● **Task details**
List every line in the data below that contains the string "blurred". Case counts, so match capitals exactly.

● **Material shown**
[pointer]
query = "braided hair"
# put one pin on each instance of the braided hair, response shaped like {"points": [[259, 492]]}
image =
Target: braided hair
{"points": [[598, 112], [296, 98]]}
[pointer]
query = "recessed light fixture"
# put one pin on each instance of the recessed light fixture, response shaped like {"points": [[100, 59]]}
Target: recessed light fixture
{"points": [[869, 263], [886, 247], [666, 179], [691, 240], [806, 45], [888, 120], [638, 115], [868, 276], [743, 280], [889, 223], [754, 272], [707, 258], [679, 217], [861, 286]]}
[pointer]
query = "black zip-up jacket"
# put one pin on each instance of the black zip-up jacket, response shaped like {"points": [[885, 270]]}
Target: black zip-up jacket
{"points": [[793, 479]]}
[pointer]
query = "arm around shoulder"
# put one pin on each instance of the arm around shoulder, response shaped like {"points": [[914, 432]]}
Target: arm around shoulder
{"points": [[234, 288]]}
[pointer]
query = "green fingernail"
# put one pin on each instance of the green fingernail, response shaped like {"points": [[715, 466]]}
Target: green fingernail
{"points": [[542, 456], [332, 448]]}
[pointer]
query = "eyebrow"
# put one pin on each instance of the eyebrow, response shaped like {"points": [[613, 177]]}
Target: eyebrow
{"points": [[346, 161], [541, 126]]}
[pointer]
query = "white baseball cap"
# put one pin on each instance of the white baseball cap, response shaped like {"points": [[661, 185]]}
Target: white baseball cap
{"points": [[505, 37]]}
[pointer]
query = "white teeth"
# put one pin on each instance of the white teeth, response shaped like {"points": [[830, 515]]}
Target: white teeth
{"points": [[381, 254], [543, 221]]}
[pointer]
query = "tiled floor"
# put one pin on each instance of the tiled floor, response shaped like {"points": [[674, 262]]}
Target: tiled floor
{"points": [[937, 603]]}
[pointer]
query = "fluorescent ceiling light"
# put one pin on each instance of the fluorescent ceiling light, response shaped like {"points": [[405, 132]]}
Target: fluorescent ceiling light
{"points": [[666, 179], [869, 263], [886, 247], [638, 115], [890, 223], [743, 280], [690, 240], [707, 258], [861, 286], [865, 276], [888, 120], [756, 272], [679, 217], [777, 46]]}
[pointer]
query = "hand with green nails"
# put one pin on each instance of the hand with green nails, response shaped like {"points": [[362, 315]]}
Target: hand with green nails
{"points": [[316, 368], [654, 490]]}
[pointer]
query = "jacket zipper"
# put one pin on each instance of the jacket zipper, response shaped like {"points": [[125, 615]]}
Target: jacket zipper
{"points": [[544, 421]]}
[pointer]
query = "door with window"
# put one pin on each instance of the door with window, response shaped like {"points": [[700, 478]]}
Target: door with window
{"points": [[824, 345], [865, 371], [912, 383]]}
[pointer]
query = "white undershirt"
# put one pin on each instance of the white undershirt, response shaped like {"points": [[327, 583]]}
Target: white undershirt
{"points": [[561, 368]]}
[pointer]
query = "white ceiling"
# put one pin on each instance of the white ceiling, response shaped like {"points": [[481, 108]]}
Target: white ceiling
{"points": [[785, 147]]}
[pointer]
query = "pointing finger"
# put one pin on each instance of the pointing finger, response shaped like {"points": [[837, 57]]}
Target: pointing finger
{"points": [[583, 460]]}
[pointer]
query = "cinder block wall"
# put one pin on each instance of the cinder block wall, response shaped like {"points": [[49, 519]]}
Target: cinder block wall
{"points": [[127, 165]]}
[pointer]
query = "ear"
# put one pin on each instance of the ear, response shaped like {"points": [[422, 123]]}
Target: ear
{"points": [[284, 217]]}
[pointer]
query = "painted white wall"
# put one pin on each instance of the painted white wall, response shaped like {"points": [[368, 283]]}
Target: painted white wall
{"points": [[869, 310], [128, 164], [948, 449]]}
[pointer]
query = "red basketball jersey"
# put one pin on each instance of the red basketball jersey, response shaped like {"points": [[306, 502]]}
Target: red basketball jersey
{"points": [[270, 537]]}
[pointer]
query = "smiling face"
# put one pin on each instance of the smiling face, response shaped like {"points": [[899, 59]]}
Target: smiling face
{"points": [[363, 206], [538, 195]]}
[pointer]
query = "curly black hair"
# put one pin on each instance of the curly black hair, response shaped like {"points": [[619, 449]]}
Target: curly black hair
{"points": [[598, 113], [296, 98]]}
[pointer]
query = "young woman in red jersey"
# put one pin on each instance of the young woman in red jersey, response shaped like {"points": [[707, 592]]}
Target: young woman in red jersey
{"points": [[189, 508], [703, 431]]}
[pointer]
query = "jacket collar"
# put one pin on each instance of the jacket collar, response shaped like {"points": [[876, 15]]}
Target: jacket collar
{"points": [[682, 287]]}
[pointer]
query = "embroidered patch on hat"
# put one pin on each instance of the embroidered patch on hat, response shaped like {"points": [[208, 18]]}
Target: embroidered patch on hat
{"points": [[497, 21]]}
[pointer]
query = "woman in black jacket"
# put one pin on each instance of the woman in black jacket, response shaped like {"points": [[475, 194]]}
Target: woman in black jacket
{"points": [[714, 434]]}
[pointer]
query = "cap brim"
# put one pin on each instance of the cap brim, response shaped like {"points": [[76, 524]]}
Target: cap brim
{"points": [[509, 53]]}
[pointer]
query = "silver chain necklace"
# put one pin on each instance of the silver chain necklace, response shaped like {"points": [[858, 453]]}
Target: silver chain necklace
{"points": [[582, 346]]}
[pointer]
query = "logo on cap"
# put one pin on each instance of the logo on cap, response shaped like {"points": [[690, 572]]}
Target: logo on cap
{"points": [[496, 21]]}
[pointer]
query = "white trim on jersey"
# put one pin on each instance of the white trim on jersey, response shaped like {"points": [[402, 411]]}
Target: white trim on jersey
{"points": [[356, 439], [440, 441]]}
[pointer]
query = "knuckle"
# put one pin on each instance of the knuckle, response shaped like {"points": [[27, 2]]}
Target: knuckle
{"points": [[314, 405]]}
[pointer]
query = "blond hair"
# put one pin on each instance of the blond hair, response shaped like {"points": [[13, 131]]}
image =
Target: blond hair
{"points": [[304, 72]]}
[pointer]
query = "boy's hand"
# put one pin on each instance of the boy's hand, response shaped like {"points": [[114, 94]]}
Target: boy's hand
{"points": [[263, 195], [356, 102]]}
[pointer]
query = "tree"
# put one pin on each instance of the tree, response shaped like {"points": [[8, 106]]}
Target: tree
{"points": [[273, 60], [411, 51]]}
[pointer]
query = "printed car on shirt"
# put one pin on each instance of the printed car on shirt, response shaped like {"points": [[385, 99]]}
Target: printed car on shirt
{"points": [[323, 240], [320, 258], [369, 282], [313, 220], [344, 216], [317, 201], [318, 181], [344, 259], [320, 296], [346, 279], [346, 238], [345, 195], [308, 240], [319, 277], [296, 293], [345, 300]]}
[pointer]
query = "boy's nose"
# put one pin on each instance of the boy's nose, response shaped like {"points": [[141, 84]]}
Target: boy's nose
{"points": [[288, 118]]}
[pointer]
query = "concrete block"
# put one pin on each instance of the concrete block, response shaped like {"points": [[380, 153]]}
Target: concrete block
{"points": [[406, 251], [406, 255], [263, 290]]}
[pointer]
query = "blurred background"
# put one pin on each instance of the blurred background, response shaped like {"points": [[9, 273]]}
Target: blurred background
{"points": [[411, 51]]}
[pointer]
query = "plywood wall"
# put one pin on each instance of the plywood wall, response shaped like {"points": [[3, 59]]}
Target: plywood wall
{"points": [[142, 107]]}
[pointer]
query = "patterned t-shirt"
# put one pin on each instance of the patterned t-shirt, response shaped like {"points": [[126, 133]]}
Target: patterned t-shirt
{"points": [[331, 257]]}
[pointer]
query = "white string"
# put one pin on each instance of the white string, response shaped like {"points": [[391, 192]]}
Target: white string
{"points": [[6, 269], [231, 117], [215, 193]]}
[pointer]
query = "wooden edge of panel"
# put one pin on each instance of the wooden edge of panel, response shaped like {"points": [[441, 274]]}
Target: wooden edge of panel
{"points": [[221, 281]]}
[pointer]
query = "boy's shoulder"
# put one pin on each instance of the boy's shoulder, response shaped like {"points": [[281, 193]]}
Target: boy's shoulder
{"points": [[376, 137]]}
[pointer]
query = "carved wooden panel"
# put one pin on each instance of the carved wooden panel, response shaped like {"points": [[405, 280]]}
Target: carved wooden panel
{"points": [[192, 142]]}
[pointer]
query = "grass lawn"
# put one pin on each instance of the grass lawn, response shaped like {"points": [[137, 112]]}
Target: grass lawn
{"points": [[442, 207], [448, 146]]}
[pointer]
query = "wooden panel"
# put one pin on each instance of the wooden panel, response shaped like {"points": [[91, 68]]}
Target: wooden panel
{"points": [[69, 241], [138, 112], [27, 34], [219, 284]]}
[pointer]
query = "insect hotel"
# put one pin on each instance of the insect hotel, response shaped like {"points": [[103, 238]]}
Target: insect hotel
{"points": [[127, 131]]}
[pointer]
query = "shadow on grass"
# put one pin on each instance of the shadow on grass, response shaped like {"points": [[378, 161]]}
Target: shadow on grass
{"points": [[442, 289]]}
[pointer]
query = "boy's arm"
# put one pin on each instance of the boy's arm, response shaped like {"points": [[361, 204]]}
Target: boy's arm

● **Exercise solution**
query = "blurred background"
# put one pin on each instance of the blurred background, response shaped like {"points": [[9, 273]]}
Target: blurred background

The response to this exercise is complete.